**Source text:**

★ ★ ★ ★ ★ ★ ★

Juan Carlos Henao Valencia, usually known as Juan Carlos Henao (born December 30, 1971), is a Colombian retired footballer who played as a goalkeeper.

Career
As Once Caldas goalkeeper, in 2003, he won the Colombian Torneo Apertura, and in 2004, he won the Copa Libertadores and was runner-up of the Intercontinental Cup. He has been capped nine times for the Colombia national team. In 2004, Henao finished in the fifth place in the Uruguayan El Pais' South American Player of the Year award, after collecting 32 votes, and in the eighth place in IFFHS's World's Best Goalkeeper, with 29 points, tied with Portuguese goalkeeper Vítor Baía. He signed a one-year contract with Santos on January 3, 2005.  Juan Carlos Henao joined Real Cartagena on February 3, 2009. He returned to Once Caldas on June 23, 2010.

Transfer controversy
He joined Santos on free transfer on January 3, 2005, and his former club Once Caldas started a lengthy legal battle to claim the transfer fee. It was rejected by FIFA Dispute Resolution Chamber on February 26, 2010.

★ ★ ★ ★ ★ ★ ★

**Items from a data source:**
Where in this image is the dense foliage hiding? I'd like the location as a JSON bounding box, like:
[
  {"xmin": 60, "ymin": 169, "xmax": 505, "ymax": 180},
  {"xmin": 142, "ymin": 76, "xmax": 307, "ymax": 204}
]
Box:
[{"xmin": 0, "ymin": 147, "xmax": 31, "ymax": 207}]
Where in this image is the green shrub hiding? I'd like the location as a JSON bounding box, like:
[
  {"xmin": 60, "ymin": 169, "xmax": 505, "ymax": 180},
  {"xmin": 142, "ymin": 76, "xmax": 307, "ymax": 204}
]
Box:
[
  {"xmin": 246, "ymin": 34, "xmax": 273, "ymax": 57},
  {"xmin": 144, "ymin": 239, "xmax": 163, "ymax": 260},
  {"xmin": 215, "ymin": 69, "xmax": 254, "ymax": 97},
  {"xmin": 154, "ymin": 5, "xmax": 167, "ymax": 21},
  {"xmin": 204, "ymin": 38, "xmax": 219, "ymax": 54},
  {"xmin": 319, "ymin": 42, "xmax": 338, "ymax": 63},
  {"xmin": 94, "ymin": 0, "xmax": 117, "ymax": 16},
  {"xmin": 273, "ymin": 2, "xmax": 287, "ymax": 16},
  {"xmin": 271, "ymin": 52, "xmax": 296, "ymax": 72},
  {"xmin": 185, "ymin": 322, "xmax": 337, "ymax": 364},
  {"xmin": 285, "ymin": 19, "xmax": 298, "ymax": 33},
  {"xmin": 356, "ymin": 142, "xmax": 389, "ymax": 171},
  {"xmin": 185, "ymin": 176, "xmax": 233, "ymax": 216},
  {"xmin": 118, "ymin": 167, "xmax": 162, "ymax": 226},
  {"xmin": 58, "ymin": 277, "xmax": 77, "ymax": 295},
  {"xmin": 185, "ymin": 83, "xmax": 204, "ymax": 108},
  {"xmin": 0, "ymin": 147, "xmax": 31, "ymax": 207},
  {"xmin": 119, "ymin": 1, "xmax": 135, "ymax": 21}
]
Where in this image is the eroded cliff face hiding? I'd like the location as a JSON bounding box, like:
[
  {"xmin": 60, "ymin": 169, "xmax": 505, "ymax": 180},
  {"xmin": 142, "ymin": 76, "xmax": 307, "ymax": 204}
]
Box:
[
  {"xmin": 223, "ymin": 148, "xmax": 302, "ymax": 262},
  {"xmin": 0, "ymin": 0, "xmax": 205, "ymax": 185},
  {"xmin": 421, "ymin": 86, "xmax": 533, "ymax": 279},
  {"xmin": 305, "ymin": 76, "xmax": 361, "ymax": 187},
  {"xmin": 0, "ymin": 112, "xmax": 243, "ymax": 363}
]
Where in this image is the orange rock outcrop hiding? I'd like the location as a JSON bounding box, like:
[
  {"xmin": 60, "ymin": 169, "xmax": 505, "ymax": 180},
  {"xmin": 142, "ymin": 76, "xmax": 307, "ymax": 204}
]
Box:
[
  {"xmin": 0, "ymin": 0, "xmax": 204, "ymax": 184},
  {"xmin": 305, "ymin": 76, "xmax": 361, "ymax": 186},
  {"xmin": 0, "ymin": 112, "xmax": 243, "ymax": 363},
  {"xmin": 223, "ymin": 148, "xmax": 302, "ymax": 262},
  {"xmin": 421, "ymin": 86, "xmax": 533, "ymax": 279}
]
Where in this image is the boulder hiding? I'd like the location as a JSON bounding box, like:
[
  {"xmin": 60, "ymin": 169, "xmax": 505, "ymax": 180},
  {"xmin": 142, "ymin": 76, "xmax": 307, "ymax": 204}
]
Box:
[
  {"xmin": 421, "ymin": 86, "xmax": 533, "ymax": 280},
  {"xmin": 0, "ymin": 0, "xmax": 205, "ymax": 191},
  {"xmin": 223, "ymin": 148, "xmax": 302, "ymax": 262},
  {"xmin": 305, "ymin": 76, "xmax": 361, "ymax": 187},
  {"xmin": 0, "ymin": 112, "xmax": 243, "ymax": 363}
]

★ ★ ★ ★ ★ ★ ★

**What this exercise asks:**
1. From the text on Juan Carlos Henao, write out the passage that begins at the words "Transfer controversy" and stops after the words "February 26, 2010.".
2. Using the text on Juan Carlos Henao, answer these questions:
(a) On what date was Henao born?
(b) In what year did he win the Copa Libertadores?
(c) On what date did he join Santos on a free transfer?

**Results by task:**
1.
Transfer controversy
He joined Santos on free transfer on January 3, 2005, and his former club Once Caldas started a lengthy legal battle to claim the transfer fee. It was rejected by FIFA Dispute Resolution Chamber on February 26, 2010.

2.
(a) December 30, 1971
(b) 2004
(c) January 3, 2005